# Text extract

You should ask this type of question on http://gamedev.stackexchange.com/
But to answer your questions anyway, there are a LOT of ways you can structure it. For a small game, you'd likely be better off using some sort of basic OOP structure that tends toward composition over inheritance. (wikipedia entry, and an SO question on this topic). That should give you some amount of flexibility and reusability and help ward off spaghetti.
Typically you want your frame updates to occur on the main thread. No need to completely obliterate determinism in a coding project that's already going to have elements of randomness to deal with! Although it is not unheard of to execute object updates across multiple threads, this is something you may want to hold off on until you absolutely need it. Avoid premature optimization.
You'll want to look into timing mechanisms and managing FPS & game clock. There are accessible, simple techniques out there that don't require multi-threaded programming.
Another thing to think about is sometimes the game experience doesn't become more enjoyable just because your programming concepts are fancy. You might find that players get frustrated when animation and FPS slow downs don't sync up nicely with movement.

# Dataset excerpts
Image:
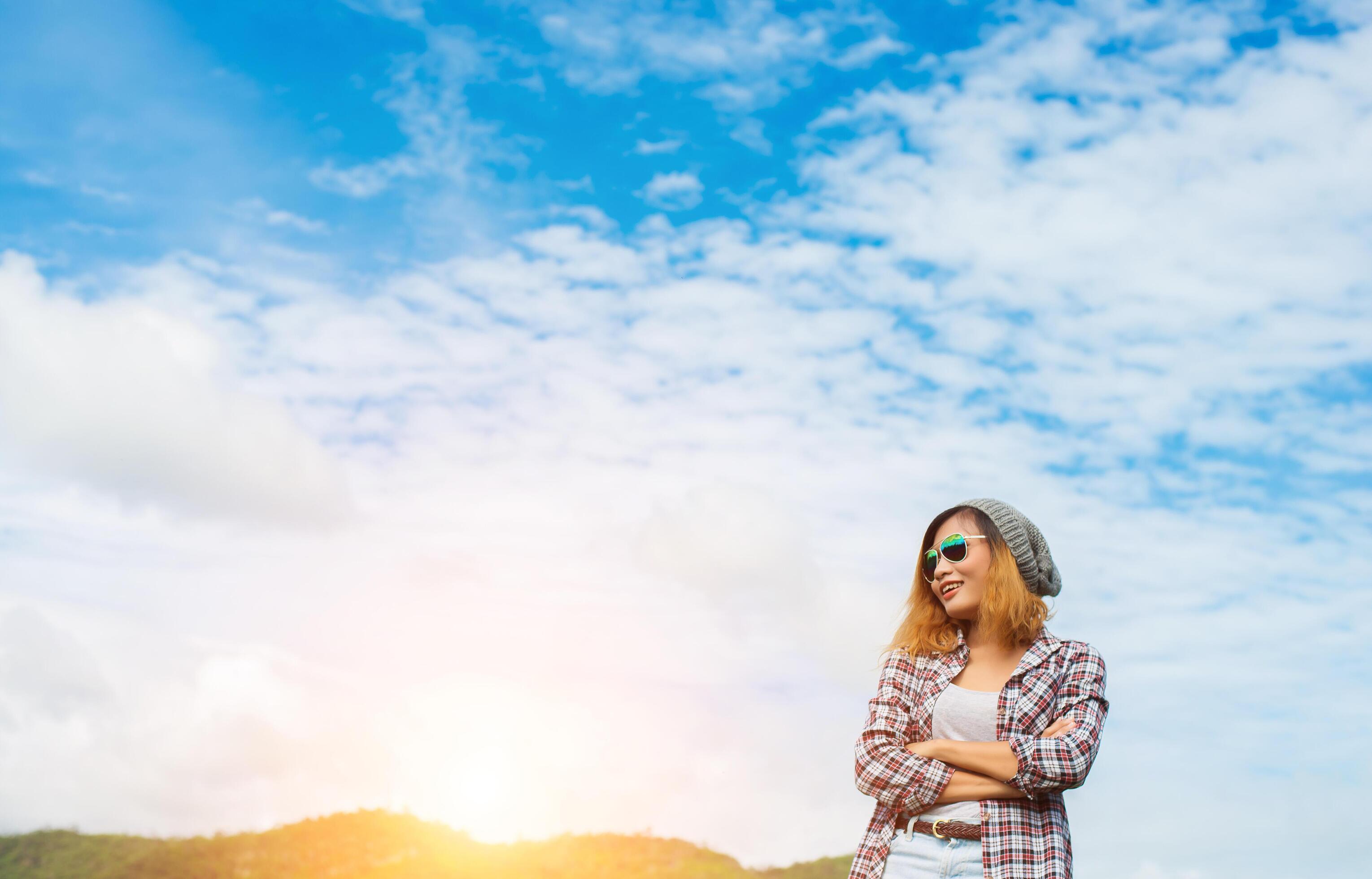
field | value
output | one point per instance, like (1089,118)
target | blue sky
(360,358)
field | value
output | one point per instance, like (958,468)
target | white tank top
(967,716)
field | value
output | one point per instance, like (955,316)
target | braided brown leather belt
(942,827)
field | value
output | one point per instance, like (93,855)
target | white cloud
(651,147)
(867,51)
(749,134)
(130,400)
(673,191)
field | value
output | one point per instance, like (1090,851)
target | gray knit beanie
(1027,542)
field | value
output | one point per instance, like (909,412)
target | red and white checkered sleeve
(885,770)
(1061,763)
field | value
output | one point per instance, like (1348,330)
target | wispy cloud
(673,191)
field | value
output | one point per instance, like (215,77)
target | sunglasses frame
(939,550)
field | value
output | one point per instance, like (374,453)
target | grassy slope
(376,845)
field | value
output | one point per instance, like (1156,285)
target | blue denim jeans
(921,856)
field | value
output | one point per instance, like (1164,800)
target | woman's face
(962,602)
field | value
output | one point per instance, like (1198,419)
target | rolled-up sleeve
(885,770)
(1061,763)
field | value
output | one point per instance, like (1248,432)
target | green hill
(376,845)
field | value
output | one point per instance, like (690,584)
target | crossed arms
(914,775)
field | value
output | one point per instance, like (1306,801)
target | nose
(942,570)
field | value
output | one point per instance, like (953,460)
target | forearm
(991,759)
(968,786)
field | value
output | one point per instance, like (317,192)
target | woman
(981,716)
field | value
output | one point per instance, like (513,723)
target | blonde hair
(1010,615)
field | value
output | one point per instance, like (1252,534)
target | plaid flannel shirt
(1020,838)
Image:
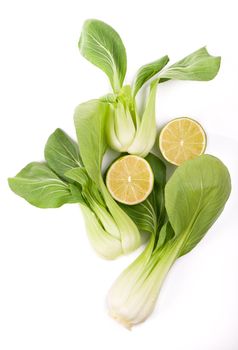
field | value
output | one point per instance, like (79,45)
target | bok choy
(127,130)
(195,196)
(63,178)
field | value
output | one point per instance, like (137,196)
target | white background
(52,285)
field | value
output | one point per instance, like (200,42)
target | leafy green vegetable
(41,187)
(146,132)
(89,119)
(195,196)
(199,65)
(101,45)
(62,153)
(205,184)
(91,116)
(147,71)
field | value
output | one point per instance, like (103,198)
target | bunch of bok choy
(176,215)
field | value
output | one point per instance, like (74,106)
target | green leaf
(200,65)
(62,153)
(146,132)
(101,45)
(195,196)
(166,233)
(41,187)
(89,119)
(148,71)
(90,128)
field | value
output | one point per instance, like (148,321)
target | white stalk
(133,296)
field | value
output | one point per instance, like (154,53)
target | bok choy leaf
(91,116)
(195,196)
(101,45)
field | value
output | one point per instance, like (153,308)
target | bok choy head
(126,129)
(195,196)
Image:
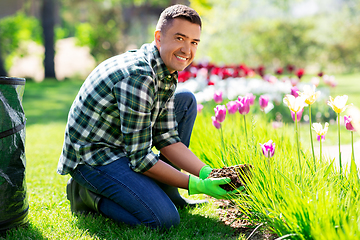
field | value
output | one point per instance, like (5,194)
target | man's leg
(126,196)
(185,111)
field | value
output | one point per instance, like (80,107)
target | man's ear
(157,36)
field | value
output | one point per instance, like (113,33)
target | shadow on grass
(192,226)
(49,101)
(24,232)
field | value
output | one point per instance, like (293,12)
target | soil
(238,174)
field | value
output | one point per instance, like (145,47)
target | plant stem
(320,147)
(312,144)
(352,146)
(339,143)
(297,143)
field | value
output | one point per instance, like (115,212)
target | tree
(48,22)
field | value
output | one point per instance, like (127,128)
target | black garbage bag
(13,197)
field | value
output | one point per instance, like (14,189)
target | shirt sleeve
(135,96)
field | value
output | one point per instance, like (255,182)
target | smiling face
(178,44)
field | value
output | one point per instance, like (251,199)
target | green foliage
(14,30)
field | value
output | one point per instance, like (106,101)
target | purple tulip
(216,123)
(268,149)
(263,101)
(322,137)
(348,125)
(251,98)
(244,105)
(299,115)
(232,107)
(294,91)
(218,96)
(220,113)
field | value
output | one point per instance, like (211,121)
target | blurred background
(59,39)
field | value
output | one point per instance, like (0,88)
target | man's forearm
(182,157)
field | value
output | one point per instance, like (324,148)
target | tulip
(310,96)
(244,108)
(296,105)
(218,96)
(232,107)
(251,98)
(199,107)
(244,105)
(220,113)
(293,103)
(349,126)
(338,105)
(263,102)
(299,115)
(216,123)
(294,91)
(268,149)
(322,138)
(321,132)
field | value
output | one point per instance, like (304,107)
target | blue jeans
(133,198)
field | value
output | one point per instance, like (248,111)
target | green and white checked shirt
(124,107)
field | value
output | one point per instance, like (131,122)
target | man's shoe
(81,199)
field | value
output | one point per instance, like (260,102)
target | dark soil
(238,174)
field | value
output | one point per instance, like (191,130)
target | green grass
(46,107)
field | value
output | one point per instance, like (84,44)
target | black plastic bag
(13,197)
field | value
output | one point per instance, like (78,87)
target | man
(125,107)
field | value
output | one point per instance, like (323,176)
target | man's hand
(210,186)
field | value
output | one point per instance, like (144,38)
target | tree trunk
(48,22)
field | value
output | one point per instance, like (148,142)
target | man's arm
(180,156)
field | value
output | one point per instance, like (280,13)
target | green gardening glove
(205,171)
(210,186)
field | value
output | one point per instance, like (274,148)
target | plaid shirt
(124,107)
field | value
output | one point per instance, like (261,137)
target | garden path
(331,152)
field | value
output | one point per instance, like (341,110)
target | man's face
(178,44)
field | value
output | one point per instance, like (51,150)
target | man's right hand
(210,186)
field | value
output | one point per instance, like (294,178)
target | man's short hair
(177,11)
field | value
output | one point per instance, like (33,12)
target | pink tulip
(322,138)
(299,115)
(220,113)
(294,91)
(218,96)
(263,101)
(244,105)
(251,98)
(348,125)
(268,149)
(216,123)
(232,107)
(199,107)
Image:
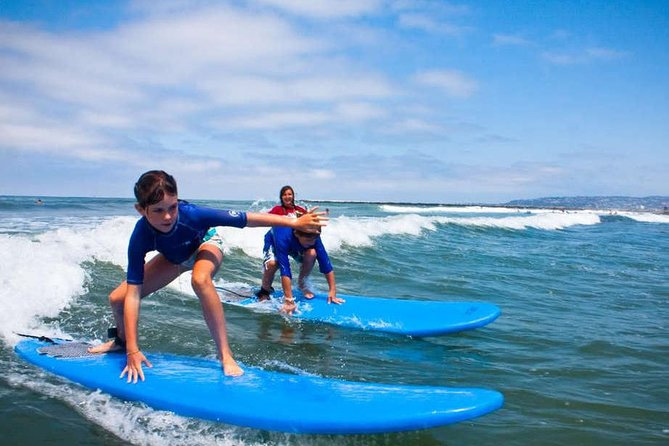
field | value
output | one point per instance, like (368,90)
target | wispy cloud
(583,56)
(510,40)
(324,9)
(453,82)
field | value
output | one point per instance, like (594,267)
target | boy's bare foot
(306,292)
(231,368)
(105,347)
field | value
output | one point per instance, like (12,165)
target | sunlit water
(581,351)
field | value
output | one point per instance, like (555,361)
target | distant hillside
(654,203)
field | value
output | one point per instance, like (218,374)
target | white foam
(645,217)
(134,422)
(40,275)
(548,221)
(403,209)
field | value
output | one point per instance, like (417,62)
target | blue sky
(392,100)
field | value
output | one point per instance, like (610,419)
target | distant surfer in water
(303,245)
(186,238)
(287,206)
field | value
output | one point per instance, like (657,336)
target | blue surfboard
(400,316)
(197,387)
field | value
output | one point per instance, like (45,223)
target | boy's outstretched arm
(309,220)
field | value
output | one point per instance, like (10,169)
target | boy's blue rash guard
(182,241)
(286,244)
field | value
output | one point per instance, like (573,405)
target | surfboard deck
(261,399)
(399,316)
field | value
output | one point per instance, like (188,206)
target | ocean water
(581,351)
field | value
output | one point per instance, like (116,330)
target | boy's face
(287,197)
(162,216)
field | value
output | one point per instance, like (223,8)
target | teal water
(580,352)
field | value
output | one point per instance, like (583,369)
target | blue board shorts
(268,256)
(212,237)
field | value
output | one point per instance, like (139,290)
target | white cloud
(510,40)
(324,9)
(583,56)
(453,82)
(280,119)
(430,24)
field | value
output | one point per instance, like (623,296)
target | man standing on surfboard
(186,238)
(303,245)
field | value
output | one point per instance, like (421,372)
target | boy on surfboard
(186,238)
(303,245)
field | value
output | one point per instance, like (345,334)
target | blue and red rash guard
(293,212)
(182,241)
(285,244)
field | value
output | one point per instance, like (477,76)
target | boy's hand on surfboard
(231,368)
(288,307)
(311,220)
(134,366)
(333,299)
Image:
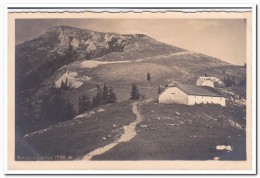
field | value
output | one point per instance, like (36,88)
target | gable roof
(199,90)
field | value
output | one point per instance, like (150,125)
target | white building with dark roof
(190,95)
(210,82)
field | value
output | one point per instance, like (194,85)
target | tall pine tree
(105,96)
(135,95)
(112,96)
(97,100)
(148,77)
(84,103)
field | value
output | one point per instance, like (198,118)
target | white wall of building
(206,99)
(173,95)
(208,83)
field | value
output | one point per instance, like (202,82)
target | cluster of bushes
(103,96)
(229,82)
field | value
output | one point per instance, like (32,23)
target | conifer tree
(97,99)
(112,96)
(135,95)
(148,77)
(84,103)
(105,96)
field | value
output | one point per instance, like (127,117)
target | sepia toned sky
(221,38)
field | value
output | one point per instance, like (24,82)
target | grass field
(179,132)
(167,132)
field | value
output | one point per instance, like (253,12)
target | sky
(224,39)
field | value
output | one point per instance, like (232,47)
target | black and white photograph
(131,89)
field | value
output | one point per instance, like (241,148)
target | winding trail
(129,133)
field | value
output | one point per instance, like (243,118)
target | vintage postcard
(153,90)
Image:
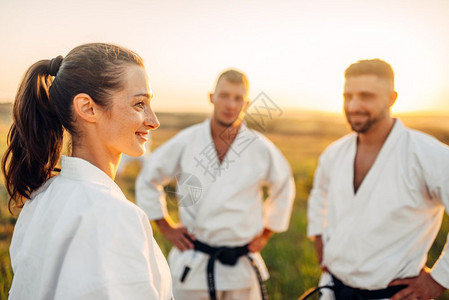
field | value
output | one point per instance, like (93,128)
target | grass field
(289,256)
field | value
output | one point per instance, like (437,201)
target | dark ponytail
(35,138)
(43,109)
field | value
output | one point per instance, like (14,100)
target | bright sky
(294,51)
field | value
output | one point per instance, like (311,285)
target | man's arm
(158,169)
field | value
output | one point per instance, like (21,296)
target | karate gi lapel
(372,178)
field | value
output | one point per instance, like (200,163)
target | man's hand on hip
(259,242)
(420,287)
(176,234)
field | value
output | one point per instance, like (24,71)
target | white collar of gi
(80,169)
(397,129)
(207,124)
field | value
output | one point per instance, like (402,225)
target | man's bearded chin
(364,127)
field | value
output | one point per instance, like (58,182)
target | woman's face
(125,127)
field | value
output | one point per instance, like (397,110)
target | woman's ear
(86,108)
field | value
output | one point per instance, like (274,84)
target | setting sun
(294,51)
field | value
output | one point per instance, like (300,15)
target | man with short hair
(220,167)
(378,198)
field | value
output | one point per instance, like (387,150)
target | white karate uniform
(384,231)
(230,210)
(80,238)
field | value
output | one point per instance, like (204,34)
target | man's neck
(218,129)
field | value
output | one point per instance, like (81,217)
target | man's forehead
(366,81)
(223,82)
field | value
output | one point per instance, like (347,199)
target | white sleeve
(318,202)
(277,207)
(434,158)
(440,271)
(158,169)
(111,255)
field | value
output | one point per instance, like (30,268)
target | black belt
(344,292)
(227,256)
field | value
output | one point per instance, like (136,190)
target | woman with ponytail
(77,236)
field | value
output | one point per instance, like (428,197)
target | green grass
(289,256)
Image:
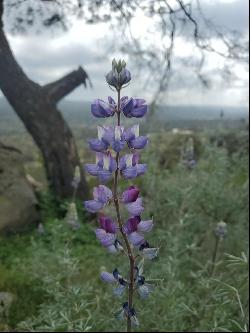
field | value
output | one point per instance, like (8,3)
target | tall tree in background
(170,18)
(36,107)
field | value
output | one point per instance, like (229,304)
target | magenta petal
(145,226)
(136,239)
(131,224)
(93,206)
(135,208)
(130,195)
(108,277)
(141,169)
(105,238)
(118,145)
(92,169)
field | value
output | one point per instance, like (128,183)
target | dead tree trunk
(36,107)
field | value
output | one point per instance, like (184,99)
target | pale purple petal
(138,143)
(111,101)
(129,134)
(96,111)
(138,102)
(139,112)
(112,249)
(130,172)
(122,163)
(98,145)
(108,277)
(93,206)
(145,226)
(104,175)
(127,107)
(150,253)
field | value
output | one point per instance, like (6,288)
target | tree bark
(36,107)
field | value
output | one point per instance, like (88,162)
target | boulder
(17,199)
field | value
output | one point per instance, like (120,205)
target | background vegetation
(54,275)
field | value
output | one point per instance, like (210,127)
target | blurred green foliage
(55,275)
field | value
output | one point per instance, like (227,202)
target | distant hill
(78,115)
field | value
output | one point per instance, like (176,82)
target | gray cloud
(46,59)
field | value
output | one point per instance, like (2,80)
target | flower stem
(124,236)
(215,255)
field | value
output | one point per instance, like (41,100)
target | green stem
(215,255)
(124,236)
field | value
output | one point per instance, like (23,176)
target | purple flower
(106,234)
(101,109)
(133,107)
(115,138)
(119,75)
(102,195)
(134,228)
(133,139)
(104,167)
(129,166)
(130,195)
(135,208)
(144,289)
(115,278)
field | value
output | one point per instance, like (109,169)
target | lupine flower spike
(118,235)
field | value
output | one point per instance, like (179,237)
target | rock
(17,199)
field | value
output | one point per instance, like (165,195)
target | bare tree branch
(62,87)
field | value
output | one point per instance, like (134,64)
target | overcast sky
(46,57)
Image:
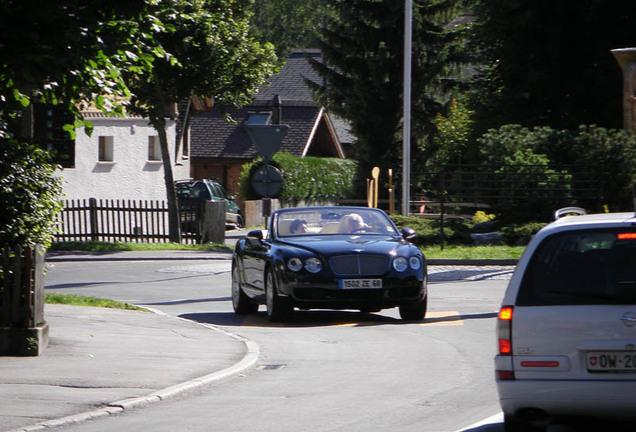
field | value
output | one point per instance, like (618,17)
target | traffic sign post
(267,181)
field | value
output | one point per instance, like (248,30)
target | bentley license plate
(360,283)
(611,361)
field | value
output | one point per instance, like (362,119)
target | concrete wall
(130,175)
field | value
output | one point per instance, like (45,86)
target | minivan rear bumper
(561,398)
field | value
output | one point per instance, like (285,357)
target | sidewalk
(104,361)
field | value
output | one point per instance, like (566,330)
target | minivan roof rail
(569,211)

# Aim
Extend the advice on structuring a small game, beginning immediately after its final sentence. The records are not required for the work that follows.

# Final result
There are so many variables relating to efficiency of your game that it's hard to answer this - but these days I would less concerned about slow machines than I would be about first making a cool game with fun mechanics and cool enough graphics and shaders that it's visually stimulating without feeling like I need to compete with John Carmack.
Secondly, when I call the draw function of, for example, my 'bird' class, the function needs to know which frame of the animation it's up to, and return the appropriate image.
This raises red flags to me. I may be assuming the worst, but rather than glossing over it let's talk about it. In a "game" with a small number of sprites, you could potentially get away with loading separate images into memory and displaying them as needed. But that can get ugly in a hurry as time goes by in development and you start to add objects to your application. For every image you want to display, the hardware (the thing that implements the whatever GL specification you're targeting) will need to reserve some memory for these images. Not a horrible thing in and of itself. The sticky, bottlenecky part of this is when the graphics hardware wants to actually draw stuff. It has to take what's sitting in general memory on the hardware and stick it in video memory. Hence, sprite sheets (or texture atlases) become very useful - rather than saying "hey draw this other image" you just say "hey draw a different part of the same big image" (and those different "parts" would be the frames of your animations; multiple animations can live inside a texture atlas; texture atlases are generally sized by powers of 2 which is optimal for the GPU). Side note on powers of 2.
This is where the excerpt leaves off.